**ASSIGNMENT**
Out of the lines below, please list those that hold the string "floor".

**THE DATA**
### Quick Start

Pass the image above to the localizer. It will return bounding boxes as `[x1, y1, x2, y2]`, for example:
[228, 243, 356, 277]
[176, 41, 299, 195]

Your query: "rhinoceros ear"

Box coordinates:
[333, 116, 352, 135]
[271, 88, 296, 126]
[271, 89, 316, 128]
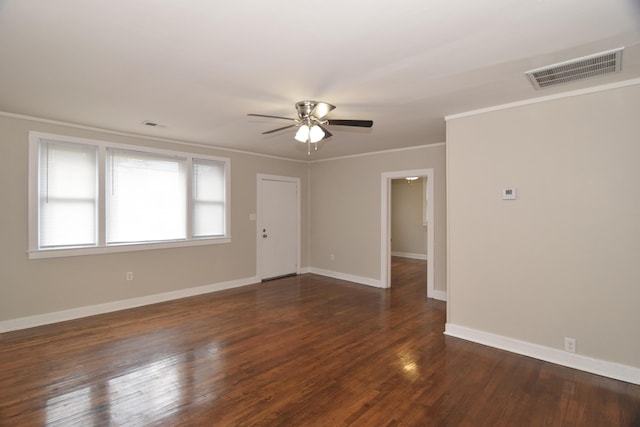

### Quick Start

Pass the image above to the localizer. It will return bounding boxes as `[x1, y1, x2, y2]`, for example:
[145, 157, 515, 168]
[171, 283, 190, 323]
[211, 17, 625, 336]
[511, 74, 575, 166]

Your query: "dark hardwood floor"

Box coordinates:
[1, 257, 639, 426]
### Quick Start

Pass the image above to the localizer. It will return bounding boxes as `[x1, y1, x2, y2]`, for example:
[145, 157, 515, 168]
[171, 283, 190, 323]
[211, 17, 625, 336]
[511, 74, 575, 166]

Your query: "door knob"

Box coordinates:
[263, 233, 268, 238]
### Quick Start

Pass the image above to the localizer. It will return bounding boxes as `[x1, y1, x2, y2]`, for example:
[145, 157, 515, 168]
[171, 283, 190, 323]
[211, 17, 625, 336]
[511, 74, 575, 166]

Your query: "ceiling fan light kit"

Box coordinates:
[295, 124, 325, 143]
[248, 100, 373, 155]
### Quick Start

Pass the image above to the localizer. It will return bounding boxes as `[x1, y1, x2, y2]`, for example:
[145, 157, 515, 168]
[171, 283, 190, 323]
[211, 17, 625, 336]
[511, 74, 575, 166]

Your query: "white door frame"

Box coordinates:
[380, 169, 435, 297]
[256, 174, 301, 280]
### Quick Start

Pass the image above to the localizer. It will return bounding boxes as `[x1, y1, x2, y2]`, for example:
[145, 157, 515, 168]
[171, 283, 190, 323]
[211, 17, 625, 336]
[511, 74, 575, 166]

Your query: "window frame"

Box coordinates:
[28, 131, 231, 259]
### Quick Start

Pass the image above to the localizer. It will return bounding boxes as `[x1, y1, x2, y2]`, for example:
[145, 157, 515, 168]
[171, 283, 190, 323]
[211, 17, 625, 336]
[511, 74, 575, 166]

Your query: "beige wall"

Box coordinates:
[446, 83, 640, 368]
[0, 114, 446, 325]
[309, 145, 446, 291]
[391, 178, 427, 256]
[0, 115, 309, 321]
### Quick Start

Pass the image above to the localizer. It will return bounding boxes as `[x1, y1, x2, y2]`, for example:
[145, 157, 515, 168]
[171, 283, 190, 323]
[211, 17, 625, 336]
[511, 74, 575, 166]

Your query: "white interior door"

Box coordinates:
[258, 176, 299, 280]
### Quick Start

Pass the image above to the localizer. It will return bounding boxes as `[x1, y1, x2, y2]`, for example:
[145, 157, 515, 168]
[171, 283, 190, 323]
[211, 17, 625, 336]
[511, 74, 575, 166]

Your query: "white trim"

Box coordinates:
[309, 268, 384, 288]
[256, 174, 302, 280]
[381, 169, 435, 298]
[445, 135, 453, 324]
[2, 111, 308, 163]
[1, 110, 445, 163]
[28, 237, 232, 259]
[0, 276, 259, 335]
[431, 290, 447, 302]
[391, 251, 427, 260]
[444, 324, 640, 386]
[445, 78, 640, 121]
[311, 142, 446, 163]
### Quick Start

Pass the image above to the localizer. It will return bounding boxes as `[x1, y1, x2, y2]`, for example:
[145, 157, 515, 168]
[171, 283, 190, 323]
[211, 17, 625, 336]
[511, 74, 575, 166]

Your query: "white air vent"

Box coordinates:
[525, 47, 623, 90]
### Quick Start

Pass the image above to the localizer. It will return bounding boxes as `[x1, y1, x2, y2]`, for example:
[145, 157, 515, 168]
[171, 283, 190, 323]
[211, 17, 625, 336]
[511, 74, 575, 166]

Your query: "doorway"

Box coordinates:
[381, 169, 434, 297]
[257, 174, 300, 280]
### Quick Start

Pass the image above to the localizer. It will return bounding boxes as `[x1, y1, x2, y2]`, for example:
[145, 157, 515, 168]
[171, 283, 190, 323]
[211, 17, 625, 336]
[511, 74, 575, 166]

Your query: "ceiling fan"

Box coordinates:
[248, 100, 373, 155]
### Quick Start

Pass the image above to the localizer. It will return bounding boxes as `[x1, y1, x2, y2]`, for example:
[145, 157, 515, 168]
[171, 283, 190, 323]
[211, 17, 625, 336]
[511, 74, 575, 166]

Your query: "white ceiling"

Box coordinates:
[1, 0, 639, 160]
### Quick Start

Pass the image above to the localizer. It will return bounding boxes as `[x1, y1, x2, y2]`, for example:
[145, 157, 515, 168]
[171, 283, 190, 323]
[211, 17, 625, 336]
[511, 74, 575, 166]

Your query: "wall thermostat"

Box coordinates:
[502, 188, 517, 200]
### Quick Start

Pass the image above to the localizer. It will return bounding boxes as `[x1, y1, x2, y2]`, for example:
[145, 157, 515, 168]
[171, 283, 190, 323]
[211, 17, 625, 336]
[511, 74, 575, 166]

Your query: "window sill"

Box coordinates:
[27, 237, 231, 259]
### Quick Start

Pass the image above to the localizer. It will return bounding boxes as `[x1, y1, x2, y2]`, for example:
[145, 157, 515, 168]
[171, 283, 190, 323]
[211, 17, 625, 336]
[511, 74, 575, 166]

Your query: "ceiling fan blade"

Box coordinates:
[311, 102, 336, 119]
[318, 125, 332, 140]
[326, 119, 373, 128]
[262, 124, 297, 134]
[247, 113, 296, 121]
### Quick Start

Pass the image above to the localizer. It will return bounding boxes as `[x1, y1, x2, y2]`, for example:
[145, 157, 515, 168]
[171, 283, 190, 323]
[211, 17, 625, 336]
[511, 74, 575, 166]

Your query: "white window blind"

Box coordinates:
[29, 131, 230, 258]
[193, 158, 226, 237]
[106, 149, 187, 244]
[38, 140, 97, 248]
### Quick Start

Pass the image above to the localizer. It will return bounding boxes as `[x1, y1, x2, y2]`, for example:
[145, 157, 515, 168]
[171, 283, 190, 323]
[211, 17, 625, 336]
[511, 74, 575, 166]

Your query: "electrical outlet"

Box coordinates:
[126, 272, 133, 281]
[330, 253, 335, 261]
[564, 337, 576, 353]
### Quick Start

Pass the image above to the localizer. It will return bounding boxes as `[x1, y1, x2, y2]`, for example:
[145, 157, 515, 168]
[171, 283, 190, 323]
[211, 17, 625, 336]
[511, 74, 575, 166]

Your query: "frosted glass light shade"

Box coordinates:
[309, 125, 325, 143]
[294, 125, 310, 142]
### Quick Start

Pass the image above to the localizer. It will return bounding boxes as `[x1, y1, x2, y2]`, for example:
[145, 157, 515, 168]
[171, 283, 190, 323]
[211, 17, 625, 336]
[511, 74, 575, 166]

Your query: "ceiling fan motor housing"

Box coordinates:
[296, 100, 335, 120]
[295, 100, 315, 118]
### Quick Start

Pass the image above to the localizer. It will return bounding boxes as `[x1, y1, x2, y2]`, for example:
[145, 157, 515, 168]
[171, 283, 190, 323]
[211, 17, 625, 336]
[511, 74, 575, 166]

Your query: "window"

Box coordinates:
[29, 132, 230, 258]
[38, 140, 98, 248]
[192, 158, 226, 237]
[106, 149, 187, 244]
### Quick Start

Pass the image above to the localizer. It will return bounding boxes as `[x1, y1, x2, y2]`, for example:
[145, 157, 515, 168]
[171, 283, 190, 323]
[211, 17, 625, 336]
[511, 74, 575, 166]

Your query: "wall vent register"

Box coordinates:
[525, 47, 623, 89]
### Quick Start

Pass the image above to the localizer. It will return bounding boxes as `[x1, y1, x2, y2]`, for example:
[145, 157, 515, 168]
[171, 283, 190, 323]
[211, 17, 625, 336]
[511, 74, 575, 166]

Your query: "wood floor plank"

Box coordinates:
[1, 258, 639, 426]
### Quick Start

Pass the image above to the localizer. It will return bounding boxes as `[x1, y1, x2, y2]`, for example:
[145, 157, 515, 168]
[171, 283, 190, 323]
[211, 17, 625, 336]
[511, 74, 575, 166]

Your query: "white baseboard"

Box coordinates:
[0, 269, 378, 334]
[0, 269, 434, 335]
[309, 267, 385, 288]
[309, 268, 446, 299]
[430, 289, 447, 301]
[391, 251, 427, 260]
[444, 323, 640, 386]
[0, 276, 259, 335]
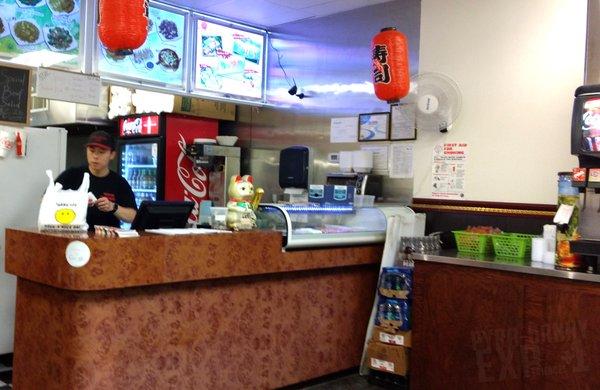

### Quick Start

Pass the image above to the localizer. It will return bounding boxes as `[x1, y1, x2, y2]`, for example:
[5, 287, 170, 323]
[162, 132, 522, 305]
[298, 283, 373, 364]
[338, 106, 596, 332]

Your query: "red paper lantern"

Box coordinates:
[98, 0, 148, 53]
[372, 27, 410, 103]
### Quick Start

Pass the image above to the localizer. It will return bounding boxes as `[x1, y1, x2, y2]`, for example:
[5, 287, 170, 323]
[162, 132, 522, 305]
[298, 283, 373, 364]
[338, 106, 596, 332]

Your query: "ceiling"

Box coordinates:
[166, 0, 395, 28]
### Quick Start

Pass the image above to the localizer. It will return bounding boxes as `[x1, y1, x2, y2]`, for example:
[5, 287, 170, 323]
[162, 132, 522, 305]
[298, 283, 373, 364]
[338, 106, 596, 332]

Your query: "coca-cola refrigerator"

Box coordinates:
[118, 113, 219, 223]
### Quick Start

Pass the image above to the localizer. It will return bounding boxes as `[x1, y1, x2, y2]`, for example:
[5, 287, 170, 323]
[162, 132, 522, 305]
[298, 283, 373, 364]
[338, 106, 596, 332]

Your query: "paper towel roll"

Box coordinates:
[339, 151, 353, 173]
[531, 237, 545, 262]
[352, 150, 373, 173]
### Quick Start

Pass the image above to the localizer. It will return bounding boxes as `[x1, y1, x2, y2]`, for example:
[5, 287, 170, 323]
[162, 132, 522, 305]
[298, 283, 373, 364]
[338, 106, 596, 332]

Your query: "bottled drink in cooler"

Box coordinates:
[142, 170, 148, 190]
[130, 170, 137, 189]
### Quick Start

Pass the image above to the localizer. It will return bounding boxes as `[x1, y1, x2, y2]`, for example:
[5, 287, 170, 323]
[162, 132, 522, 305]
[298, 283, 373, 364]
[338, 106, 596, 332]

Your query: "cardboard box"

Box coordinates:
[366, 341, 409, 376]
[172, 95, 236, 121]
[372, 326, 412, 348]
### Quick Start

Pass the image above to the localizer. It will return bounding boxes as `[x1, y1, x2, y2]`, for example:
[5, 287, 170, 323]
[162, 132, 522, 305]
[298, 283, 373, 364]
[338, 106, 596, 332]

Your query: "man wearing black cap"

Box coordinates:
[56, 130, 137, 229]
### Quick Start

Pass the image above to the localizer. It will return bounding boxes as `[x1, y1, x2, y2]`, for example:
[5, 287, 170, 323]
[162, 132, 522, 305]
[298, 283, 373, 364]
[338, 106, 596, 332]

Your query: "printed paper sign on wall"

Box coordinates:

**TASK RESPONSE**
Your query: "dark hardwood floor"
Your query: "wood floor plank"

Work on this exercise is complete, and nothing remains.